== Extrait du texte

Privée d’un accès direct à la mer Rouge depuis l’indépendance de l’Érythrée en 1993 et d’un accès indirect depuis la guerre de 1998-2000 contre ce même pays, l’Éthiopie, le deuxième pays le plus peuplé d’Afrique, a récemment conclu un accord stratégique avec le Somaliland le 1er janvier.
Le Somaliland, une république autoproclamée non reconnue par les Nations Unies, cherche à faciliter l’accès maritime de l’Éthiopie par le biais du port de Berbera en échange de sa reconnaissance officielle du Somaliland comme pays indépendant. Cette initiative vise à pallier l’absence d’accès direct à la mer Rouge de l’Éthiopie, pays enclavé.
Cependant, la Somalie réagit vivement en dénonçant l’accord comme étant « illégal », intensifiant ainsi les tensions régionales.
La signature d’un accord historique
Alors que les attaques des rebelles Houthis en mer Rouge et le conflit israélo-palestinien monopolisent l’attention de tous les médias dans la région, une intrigue diplomatique prend forme à l’abri des caméras dans la corne de l’Afrique.
Le 1er janvier, le Premier ministre de la République fédérale démocratique d’Éthiopie, Abiy Ahmed Ali, et le président de la République du Somaliland, Muse Bihi Abdi, ont annoncé la signature d’un accord.
Selon cet accord, le Somaliland s’engage à octroyer à l’Éthiopie un accès à 20 kilomètres de ses côtes pour une durée de 50 ans, établissant ainsi une entente de « leasing ». En échange, l’Éthiopie s’engage à reconnaître officiellement la République du Somaliland.
L’accord « ouvrira la voie à la réalisation de l’aspiration de l’Éthiopie à sécuriser son accès à la mer et à diversifier son accès aux ports maritimes »
a affirmé lundi un communiqué des services du Premier ministre éthiopien Abiy Ahmed sur X (anciennement Twitter).
Cette initiative permet à l’Éthiopie d’acquérir une partie des terres à proximité du port de Berbera, situé en bordure de la mer Rouge. Cette décision intervient quelques mois après les déclarations d’Abiy Ahmed, le Premier ministre éthiopien, soulignant la nécessité pour son pays d’affirmer son droit à l’accès à la mer Rouge, suscitant ainsi des préoccupations dans la région.
Le port de Berbera, un port africain stratégique situé sur la côte méridionale du golfe d’Aden, à l’entrée de la mer Rouge menant au canal de Suez, devient ainsi le point focal de cette démarche visant à sécuriser l’accès maritime de l’Éthiopie.
Si ce dernier se faisait aussi insistant sur l’obtention d’un accès à la mer, c’est parce qu’il utilisait jusqu’à maintenant le port de Djibouti, qui exerçait une sorte de monopole sur le transit des exportations et des importations éthiopiennes. De plus, l’utilisation du port de Djibouti coûtait relativement cher à l’Éthiopie, plus d’un milliard de dollars. Il faut aussi notifier la volonté du Premier ministre éthiopien de militariser le territoire « en location » avec la création d’une marine de guerre afin d’y développer son influence avec pour objectif de devenir un acteur incontournable de la région.
Réaction en Somalie et particularité du Somaliland
« Je n’accepterai pas qu’on nous enlève un morceau de notre terre »

====

→ **Consigne donnée a**:
Recopiez fidèlement le passage de l'article sur l'accord entre l'Éthiopie et le Somaliland qui commence aux mots « La signature d’un accord historique », en vous arrêtant après « signature d’un accord. ».

== Matériel fourni

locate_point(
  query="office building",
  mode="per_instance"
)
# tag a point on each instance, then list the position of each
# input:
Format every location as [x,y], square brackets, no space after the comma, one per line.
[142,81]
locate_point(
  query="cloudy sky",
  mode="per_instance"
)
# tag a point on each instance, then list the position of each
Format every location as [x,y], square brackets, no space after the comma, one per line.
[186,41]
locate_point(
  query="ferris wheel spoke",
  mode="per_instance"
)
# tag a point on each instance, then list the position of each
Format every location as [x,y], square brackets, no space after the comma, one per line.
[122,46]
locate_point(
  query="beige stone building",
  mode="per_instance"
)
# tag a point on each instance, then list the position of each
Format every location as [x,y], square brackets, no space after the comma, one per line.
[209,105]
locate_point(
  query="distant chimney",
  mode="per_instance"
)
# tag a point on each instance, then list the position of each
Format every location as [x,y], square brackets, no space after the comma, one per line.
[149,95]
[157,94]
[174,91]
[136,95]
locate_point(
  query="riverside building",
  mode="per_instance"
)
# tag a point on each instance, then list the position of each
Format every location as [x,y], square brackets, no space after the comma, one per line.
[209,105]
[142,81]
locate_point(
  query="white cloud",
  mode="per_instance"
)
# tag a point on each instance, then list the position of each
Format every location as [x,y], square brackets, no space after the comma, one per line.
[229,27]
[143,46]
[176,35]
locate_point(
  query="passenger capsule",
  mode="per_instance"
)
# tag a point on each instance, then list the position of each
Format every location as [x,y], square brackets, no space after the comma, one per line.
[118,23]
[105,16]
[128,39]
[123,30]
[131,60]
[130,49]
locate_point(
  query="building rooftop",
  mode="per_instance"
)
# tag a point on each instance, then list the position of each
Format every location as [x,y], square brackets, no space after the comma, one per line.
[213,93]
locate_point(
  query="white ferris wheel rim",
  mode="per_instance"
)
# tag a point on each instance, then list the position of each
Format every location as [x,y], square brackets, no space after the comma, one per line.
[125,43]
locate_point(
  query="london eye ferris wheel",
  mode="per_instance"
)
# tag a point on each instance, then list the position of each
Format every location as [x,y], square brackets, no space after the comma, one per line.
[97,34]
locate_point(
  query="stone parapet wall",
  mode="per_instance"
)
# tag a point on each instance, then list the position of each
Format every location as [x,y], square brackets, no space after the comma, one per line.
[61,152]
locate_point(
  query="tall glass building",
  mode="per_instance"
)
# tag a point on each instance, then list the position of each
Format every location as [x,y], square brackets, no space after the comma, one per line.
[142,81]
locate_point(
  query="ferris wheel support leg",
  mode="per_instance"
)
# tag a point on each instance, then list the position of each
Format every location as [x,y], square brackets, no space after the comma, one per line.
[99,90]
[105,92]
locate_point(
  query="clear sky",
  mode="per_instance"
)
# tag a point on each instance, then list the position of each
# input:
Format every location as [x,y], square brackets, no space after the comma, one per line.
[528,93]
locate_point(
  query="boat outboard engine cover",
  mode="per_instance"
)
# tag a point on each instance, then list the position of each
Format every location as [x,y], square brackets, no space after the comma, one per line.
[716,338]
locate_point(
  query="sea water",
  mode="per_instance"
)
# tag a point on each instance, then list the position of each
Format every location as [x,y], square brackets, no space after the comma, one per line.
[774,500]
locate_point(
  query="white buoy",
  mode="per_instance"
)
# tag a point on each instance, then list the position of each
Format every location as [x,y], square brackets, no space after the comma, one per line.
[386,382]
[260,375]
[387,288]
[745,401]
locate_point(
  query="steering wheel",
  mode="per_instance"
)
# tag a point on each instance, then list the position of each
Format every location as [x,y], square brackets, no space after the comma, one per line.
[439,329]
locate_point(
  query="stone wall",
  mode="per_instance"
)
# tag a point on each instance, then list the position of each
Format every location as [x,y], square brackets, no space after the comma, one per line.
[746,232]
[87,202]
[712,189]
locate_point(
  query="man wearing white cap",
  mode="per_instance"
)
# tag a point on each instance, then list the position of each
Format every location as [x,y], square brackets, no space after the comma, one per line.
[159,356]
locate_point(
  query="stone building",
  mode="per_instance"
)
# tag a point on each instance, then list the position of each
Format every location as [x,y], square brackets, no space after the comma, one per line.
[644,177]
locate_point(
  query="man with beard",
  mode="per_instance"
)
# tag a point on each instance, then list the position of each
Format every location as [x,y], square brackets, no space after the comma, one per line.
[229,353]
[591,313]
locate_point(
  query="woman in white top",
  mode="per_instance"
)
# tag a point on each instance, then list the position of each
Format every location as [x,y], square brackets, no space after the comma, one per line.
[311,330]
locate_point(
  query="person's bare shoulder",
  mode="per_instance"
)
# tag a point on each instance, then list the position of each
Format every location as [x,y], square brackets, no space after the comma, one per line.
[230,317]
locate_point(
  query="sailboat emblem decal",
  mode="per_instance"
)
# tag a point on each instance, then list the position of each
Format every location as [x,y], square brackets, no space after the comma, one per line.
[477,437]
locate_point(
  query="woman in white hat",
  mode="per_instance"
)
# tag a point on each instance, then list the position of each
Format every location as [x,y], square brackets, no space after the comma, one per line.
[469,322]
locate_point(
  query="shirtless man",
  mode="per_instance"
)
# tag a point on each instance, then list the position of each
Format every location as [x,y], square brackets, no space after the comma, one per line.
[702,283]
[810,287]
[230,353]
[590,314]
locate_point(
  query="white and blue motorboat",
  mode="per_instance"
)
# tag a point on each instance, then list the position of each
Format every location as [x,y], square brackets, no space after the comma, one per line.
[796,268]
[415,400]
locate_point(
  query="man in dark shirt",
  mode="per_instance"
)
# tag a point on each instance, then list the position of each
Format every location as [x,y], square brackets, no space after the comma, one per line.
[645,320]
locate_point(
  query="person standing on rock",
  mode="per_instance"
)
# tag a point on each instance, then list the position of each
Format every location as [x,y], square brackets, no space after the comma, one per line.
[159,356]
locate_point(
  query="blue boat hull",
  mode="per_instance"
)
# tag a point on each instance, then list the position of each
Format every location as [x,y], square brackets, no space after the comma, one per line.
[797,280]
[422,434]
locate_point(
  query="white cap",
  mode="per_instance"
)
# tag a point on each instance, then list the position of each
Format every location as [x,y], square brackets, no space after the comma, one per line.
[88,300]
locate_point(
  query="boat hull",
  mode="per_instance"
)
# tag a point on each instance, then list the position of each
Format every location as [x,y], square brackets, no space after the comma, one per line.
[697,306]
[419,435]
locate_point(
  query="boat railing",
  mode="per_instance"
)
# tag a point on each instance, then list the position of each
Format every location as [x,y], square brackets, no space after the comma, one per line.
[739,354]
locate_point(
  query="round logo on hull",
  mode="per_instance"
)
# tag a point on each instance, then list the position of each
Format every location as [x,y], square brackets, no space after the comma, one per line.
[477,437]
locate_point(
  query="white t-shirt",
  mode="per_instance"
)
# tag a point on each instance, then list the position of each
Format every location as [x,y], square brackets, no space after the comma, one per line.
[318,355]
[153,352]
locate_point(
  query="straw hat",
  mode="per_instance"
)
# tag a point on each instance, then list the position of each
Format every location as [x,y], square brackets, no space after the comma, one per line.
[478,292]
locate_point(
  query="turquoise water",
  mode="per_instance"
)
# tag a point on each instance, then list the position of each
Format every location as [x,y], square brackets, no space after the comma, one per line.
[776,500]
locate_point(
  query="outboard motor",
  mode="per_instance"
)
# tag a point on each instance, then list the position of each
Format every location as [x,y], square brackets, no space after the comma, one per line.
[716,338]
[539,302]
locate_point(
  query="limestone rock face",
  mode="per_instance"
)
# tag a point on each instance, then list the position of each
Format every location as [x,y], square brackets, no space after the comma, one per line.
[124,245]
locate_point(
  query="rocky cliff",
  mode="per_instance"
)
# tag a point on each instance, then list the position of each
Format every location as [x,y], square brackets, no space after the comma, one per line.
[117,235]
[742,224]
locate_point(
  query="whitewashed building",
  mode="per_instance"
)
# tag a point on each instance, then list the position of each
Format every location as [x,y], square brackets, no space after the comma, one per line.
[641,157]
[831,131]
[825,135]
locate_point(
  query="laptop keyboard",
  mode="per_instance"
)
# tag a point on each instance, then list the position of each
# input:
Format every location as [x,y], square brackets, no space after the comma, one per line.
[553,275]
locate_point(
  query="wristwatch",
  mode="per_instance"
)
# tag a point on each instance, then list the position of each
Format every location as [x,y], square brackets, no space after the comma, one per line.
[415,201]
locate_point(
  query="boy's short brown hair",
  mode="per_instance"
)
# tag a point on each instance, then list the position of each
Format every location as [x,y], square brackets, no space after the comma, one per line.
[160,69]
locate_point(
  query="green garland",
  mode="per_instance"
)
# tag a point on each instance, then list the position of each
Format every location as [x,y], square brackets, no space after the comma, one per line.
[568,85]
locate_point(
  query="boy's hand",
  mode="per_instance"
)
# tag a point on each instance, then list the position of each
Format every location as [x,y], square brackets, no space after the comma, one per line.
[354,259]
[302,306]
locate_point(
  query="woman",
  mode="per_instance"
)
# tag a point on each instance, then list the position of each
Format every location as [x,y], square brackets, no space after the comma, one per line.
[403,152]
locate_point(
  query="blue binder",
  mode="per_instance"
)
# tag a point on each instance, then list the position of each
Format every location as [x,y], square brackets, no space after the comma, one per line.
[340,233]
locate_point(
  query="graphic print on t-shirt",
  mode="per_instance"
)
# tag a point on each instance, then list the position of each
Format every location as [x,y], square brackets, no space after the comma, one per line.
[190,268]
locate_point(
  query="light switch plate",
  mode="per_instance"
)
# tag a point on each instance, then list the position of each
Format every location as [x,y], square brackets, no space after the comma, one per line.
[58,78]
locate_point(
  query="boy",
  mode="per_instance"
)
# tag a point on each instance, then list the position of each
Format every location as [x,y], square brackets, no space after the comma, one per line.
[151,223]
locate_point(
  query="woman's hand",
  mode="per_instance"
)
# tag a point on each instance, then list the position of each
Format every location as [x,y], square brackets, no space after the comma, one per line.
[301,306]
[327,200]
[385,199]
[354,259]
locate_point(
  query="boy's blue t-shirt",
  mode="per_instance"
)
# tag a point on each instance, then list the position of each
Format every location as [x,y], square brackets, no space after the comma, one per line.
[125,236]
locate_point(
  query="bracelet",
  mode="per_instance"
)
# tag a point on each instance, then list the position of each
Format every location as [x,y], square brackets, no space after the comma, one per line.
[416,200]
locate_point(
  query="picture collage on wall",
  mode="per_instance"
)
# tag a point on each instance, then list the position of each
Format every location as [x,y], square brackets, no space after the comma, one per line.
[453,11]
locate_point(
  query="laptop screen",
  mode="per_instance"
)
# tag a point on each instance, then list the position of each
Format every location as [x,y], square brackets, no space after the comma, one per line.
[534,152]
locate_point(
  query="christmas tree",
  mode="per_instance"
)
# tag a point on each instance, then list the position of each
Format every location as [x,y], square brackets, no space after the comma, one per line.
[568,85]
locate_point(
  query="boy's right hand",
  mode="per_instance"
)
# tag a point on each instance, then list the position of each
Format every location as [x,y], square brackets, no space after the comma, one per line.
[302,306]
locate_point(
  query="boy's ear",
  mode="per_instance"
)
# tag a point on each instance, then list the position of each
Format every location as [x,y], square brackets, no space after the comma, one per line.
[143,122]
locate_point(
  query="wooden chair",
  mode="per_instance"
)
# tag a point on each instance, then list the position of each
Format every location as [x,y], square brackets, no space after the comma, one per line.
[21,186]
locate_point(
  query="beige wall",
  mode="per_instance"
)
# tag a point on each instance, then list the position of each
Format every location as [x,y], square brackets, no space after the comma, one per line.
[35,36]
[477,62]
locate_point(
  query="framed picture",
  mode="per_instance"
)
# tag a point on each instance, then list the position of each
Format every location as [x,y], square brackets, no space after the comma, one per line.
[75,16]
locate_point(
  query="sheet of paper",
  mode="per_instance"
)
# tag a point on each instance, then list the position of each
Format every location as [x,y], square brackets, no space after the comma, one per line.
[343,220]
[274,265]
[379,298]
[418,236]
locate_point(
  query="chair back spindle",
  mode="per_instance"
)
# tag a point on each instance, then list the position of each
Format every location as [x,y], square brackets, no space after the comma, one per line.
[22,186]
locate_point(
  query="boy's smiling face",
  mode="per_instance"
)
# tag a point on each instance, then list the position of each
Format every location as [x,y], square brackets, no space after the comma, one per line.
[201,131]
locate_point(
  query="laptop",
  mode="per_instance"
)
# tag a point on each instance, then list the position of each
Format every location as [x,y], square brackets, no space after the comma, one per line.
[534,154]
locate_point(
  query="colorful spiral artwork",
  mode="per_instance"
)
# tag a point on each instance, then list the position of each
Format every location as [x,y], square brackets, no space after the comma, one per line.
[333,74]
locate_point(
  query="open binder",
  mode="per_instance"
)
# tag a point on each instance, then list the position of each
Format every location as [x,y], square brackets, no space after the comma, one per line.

====

→ **Consigne donnée b**:
Affichez chacune des lignes de la liste qui contient le mot « beige ».

→ **Solution complète a**:
La signature d’un accord historique
Alors que les attaques des rebelles Houthis en mer Rouge et le conflit israélo-palestinien monopolisent l’attention de tous les médias dans la région, une intrigue diplomatique prend forme à l’abri des caméras dans la corne de l’Afrique.
Le 1er janvier, le Premier ministre de la République fédérale démocratique d’Éthiopie, Abiy Ahmed Ali, et le président de la République du Somaliland, Muse Bihi Abdi, ont annoncé la signature d’un accord.

→ **Solution complète b**:
  query="beige stone building",
  query="beige wall",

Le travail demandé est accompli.